** Begin Given records **

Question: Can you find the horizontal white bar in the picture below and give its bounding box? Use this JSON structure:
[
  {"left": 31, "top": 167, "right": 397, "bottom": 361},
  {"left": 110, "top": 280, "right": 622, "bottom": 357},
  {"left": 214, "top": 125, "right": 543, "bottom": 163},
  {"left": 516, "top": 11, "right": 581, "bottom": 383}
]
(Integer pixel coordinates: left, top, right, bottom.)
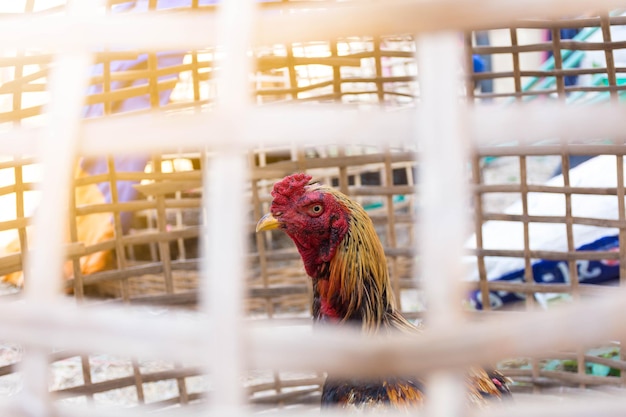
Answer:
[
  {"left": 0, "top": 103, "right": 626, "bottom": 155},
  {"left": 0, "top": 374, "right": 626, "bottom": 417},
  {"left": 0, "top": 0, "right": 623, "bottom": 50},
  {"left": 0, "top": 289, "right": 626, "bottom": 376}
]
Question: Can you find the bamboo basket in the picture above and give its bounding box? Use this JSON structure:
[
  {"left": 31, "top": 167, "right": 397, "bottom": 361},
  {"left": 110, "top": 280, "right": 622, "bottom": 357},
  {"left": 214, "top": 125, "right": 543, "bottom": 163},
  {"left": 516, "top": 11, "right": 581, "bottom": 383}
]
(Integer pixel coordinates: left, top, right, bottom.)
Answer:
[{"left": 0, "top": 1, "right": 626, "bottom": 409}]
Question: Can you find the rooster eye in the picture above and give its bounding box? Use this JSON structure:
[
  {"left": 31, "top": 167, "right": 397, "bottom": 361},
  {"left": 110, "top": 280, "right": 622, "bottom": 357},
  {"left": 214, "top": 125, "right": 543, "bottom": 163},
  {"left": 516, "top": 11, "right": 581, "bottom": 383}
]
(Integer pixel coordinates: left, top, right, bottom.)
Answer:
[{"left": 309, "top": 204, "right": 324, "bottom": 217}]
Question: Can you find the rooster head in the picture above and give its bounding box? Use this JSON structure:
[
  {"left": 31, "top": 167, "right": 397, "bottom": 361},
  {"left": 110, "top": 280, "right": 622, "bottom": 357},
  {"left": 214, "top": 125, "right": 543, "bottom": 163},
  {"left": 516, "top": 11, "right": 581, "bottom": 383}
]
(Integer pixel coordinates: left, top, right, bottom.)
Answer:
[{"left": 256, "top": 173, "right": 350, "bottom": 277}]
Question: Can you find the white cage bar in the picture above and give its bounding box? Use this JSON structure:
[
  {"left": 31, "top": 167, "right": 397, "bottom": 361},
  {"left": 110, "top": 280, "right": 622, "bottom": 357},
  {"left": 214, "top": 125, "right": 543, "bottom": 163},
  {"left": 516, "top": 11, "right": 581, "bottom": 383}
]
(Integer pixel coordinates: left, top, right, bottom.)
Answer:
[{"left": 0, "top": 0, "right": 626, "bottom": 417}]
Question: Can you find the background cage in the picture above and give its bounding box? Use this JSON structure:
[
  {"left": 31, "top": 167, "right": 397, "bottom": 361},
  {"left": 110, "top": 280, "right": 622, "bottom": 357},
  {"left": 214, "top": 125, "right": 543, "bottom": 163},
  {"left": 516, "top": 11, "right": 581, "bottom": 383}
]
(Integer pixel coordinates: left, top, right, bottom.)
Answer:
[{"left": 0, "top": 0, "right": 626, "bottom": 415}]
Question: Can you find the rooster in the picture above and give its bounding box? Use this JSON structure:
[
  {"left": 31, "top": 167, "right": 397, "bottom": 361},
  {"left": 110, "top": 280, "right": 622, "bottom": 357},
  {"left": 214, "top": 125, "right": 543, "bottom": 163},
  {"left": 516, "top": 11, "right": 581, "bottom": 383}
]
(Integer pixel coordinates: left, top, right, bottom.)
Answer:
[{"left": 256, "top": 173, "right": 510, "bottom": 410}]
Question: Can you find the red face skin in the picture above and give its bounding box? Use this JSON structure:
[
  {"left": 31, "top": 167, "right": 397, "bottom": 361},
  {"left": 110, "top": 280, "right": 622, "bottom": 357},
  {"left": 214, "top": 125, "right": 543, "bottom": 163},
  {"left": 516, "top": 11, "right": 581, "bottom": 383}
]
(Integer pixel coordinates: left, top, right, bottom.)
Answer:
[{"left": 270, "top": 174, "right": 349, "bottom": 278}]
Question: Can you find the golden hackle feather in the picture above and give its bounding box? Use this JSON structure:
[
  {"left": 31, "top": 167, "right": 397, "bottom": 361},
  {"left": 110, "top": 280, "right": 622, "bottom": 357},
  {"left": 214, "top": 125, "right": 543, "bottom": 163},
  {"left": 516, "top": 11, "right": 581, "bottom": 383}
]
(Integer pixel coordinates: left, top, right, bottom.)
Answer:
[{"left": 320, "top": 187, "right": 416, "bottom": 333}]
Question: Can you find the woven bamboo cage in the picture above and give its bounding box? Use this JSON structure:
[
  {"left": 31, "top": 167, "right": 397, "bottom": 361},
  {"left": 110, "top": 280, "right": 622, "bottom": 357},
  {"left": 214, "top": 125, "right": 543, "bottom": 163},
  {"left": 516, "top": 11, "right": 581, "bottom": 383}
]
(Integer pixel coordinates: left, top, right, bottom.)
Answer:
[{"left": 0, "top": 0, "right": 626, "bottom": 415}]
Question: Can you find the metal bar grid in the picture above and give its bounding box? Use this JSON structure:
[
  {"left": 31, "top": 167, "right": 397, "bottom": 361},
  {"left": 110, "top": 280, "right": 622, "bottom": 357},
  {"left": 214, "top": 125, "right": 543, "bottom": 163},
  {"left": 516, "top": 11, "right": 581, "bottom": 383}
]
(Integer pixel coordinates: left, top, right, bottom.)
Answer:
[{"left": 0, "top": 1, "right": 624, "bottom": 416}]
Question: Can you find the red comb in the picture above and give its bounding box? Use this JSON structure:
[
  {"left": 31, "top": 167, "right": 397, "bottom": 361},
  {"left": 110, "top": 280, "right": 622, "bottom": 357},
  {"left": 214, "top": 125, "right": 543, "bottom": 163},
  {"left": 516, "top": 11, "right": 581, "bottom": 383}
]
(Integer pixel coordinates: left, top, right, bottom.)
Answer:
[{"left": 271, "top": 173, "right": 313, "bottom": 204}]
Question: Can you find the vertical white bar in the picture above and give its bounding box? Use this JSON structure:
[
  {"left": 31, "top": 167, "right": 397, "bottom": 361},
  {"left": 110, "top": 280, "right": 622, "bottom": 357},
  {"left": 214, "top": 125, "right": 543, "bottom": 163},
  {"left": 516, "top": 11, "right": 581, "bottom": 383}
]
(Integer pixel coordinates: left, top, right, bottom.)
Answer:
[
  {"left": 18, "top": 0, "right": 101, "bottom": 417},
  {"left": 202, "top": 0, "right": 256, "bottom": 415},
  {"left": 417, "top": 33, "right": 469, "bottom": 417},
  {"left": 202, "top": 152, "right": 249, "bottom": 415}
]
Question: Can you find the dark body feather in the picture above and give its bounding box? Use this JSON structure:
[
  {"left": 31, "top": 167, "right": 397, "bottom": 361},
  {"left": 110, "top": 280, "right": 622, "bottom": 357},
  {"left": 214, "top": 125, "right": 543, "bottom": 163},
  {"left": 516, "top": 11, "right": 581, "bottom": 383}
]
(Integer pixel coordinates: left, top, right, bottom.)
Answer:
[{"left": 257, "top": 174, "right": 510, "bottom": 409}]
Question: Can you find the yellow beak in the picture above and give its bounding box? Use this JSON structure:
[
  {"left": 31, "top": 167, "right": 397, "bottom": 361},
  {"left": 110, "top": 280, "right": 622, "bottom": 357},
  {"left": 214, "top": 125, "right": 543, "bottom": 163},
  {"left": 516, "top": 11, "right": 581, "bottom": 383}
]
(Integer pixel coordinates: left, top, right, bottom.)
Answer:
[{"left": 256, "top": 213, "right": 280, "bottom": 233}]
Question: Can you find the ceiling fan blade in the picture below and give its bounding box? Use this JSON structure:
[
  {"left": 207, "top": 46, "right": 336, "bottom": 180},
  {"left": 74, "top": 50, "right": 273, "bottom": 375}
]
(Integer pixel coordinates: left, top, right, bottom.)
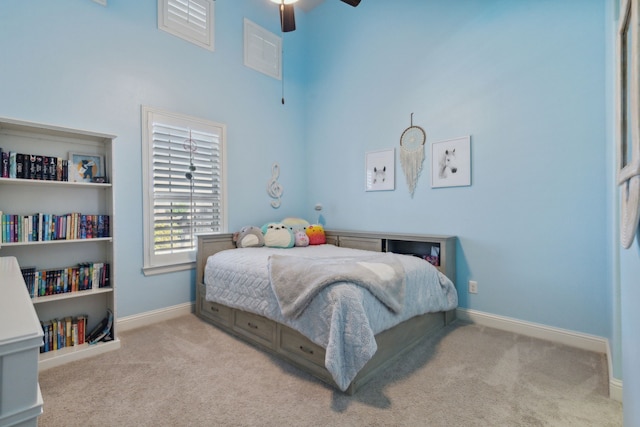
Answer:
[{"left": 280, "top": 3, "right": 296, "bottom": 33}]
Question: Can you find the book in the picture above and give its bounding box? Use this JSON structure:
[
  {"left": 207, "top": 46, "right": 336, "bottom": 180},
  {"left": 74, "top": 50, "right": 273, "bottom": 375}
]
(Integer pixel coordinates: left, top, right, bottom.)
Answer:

** End Given records **

> Exercise details: Reproduce verbatim every line starting at the line that holds "Question: Can you find the ceiling" and ending with the final line of the data; omit the pictures.

> Answer for this exercise:
Question: Can you find the ceiling fan blade in the picture below and give its bounding box? Use this JSON structure:
[
  {"left": 207, "top": 46, "right": 336, "bottom": 180},
  {"left": 74, "top": 50, "right": 273, "bottom": 375}
]
(Integer pixel coordinates: left, top, right, bottom.)
Answer:
[{"left": 280, "top": 3, "right": 296, "bottom": 33}]
Question: Can you find the book in the picture above and give its bounding box? Use this JSON structure:
[
  {"left": 207, "top": 46, "right": 336, "bottom": 180},
  {"left": 74, "top": 50, "right": 273, "bottom": 375}
]
(Integer pixel coordinates: left, top, right, bottom.)
Answer:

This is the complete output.